··· Document segment

In this workshop, you will get your hands on some Illumina sequence data and begin to analyse it. As in the first workshop we are using sequencing data for evolutionary analysis. There are many other uses for next generation’ sequencing data. The different uses of NGS (and 3rd generation) data often start with different ‘wet lab’ laboratory processes, for example RNAseq starts with RNA, not DNA. But many of these uses of NGS use common bioinformatic processes at early on, including; the sequencing itself (with some differences quality checking and data cleaning ‘mapping’ (aligning reads to a reference genome. They diverge after that.
In this workshop, you will:
Keeping track of bioinformatic analysis is as important as taking notes in the lab.
The simplest way to document bioinformatic analyses is to keep a plain text file that acts as a lab book. You should record all the commands you use, comments about why you are running them, and what files they produced (or any errors they return if they fail). Record this with a plain text editor (NOT MS Word or Google Docs), and keep this backed up somewhere. Keeping records of everything you do helps you to run commands again, because you can copy text from tour notes file and paste them into the terminal window. Copying from ms word or google docs will lead to the insertion of invisible characters in your commands. This will also make it easier for you (and us) to work out what has gone wrong when things do not work out.
I suggest making a text file on the linux server (see below). Keep records of everything you do in this workshop (including logging in etc.). Submitting a well-documented lab book file is an essential requirement of your project.

······
··· Given entries

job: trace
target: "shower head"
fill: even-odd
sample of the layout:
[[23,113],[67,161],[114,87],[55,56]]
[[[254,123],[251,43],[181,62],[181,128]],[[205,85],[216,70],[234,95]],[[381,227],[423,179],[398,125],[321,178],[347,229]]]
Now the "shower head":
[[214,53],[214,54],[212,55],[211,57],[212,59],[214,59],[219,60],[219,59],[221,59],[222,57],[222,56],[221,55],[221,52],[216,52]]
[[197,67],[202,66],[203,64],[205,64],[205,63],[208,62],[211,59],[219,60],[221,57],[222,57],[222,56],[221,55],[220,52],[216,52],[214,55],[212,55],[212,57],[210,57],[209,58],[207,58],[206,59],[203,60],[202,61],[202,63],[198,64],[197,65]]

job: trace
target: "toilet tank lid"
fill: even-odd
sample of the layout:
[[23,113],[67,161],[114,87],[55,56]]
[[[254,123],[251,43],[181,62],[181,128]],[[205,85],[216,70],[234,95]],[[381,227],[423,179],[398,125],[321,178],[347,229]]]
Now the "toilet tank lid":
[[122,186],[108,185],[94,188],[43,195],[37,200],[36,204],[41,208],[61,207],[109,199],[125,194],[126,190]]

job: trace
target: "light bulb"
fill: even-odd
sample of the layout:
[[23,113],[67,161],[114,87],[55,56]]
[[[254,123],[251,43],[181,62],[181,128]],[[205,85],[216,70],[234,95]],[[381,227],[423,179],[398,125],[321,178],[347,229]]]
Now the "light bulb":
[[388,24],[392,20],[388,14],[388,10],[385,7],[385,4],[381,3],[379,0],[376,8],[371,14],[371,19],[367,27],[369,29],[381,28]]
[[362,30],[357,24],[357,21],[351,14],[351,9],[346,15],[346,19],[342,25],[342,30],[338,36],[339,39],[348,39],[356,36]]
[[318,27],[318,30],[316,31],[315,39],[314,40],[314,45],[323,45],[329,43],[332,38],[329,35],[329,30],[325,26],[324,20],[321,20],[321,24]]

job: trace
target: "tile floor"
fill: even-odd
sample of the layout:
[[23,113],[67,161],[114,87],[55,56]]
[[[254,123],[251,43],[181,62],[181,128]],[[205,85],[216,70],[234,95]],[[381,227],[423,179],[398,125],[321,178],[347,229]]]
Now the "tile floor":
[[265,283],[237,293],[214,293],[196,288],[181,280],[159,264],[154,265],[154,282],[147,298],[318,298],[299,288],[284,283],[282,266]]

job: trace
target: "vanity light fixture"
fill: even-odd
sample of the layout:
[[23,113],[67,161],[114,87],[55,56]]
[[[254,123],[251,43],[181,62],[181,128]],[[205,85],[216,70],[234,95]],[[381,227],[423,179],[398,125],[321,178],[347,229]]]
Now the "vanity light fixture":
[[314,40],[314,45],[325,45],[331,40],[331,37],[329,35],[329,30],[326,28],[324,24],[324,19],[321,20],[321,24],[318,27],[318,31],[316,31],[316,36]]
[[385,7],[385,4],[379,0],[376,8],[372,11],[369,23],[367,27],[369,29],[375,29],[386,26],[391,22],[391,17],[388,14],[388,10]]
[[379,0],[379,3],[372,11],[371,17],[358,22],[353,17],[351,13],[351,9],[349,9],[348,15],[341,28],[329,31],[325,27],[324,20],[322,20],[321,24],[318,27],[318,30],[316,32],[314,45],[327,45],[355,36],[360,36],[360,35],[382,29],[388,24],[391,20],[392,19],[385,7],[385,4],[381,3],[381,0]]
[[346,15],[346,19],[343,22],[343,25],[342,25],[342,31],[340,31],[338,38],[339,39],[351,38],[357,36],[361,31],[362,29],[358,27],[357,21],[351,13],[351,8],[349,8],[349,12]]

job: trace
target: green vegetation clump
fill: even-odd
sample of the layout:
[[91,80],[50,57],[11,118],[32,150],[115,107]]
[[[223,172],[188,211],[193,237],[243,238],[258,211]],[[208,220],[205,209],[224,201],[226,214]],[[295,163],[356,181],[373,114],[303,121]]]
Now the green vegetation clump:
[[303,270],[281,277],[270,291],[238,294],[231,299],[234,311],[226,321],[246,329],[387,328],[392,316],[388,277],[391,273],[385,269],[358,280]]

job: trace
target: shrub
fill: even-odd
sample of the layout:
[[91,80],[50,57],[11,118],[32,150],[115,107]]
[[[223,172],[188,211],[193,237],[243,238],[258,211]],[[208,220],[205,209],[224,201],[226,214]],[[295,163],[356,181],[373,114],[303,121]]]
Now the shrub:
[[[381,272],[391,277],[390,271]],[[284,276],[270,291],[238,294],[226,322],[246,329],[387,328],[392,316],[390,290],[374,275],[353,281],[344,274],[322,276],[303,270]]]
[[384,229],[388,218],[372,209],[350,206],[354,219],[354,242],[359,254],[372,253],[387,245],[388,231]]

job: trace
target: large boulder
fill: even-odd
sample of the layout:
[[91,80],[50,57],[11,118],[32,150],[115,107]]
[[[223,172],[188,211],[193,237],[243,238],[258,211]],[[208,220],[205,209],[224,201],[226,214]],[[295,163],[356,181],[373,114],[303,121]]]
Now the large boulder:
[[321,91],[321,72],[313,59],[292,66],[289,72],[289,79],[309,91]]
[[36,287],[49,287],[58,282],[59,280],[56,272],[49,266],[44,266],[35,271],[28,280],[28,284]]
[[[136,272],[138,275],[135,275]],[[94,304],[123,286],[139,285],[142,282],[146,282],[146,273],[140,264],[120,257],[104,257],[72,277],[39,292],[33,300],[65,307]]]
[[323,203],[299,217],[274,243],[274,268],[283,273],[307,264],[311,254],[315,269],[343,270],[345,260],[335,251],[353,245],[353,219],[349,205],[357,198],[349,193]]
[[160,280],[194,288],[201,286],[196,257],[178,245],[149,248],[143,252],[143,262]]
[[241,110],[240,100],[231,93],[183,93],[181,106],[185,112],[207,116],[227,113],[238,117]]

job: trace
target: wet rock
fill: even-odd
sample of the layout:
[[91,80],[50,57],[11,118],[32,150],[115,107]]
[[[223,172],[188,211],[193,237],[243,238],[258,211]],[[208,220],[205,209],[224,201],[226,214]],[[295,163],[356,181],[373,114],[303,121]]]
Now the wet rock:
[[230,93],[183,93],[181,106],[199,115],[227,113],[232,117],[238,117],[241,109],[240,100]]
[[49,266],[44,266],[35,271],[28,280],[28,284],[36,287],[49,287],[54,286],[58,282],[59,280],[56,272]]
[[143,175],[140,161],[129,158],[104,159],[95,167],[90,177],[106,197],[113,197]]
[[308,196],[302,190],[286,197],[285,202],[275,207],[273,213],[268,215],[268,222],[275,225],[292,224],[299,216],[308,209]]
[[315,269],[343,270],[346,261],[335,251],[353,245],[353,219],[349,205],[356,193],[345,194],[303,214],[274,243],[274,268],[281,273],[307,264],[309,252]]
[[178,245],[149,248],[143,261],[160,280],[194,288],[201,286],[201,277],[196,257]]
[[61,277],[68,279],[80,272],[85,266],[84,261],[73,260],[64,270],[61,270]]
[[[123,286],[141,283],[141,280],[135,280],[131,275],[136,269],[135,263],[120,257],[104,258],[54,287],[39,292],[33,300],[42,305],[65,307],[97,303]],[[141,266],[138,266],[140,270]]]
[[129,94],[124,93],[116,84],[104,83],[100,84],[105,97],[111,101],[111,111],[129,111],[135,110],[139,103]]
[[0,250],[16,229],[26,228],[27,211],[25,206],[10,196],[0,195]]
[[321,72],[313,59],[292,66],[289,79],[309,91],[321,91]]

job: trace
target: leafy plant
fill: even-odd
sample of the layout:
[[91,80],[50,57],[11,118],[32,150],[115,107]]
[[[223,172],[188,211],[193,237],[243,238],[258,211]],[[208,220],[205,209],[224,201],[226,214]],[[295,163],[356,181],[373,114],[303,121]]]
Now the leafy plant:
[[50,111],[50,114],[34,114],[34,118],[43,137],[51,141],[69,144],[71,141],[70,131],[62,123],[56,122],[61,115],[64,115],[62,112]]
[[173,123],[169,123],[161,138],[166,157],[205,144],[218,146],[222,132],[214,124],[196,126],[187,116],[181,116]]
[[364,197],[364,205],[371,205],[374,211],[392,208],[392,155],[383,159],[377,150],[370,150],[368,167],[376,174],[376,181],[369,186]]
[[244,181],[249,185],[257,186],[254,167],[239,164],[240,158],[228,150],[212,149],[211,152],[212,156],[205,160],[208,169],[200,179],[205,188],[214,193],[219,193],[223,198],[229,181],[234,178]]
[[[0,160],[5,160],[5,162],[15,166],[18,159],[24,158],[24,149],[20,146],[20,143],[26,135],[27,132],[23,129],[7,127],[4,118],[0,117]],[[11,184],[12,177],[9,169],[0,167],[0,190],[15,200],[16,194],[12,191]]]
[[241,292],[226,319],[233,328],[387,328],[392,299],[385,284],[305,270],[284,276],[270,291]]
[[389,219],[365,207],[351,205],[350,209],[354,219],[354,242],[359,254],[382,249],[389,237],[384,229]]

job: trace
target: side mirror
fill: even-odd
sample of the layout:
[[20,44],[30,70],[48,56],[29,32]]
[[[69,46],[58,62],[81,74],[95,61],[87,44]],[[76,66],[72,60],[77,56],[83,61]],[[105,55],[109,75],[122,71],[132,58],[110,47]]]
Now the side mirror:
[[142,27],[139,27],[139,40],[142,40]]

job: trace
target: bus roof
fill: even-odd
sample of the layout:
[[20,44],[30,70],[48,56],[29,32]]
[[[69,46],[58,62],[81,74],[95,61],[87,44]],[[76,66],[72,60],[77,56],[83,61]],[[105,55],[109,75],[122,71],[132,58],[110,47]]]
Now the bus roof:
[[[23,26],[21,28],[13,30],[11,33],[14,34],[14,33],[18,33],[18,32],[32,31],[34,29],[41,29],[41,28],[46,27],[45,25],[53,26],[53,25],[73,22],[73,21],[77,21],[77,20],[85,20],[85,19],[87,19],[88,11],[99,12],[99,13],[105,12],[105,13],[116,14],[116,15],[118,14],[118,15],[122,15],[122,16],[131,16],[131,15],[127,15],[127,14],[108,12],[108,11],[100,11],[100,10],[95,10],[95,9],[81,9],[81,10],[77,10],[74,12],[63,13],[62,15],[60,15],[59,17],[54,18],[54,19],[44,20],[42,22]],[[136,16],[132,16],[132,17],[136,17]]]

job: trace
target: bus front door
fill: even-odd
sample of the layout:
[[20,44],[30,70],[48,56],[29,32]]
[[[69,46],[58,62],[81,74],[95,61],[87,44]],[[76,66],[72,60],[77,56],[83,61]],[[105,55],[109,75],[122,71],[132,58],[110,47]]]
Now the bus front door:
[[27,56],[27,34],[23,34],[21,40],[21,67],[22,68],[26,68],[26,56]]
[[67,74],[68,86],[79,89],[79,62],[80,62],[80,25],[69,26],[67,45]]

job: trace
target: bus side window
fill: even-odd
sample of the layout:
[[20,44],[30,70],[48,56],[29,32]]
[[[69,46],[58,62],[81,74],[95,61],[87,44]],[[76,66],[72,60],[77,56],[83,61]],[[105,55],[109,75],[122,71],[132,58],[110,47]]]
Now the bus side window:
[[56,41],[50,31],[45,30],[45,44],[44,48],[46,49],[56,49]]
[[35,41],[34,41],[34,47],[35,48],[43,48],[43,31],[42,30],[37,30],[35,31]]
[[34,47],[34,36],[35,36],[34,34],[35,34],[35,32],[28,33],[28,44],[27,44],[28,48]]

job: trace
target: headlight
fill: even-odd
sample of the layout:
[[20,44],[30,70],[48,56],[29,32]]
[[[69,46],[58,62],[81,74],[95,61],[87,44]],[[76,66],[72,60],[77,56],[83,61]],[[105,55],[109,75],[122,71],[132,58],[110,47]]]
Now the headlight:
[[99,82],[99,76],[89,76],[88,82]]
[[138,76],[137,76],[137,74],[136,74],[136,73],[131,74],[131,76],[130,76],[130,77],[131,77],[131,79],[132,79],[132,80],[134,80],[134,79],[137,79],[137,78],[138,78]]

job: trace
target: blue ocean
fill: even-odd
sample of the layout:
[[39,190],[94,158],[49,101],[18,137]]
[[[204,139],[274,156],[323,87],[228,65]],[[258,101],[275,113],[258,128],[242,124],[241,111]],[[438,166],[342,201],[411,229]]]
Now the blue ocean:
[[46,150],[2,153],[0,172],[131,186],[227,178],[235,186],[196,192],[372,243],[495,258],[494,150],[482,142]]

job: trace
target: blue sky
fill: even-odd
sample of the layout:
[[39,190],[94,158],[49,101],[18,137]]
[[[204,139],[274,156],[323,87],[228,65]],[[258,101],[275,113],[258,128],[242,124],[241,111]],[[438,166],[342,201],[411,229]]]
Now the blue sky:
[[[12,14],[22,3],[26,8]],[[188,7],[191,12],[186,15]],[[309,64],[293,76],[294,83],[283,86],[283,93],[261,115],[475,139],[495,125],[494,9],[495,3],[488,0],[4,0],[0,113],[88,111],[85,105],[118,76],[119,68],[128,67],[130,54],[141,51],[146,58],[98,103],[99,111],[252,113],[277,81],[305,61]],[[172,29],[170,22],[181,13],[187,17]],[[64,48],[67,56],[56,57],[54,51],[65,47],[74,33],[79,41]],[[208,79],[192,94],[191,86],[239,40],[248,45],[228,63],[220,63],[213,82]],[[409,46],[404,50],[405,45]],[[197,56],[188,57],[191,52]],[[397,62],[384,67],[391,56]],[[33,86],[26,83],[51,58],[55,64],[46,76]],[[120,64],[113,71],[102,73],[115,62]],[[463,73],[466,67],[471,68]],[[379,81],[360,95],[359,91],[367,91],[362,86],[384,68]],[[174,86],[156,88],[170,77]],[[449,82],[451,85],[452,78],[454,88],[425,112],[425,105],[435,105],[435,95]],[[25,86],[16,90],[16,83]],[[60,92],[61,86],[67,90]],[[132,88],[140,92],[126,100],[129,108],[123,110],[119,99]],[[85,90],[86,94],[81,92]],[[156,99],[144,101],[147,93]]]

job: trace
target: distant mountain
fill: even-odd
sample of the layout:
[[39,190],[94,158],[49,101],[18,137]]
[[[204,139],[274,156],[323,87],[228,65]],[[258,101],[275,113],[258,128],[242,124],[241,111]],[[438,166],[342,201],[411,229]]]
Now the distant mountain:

······

» **Work item**
Answer these questions from the workshop text:
(a) What does RNAseq start with?
(b) What kind of program should be used to record the lab book?
(c) Where does the text suggest making the text file?
The records are separate material, unrelated to the workshop text.

» **Solution**
(a) RNA, not DNA.
(b) A plain text editor, not MS Word or Google Docs.
(c) On the linux server.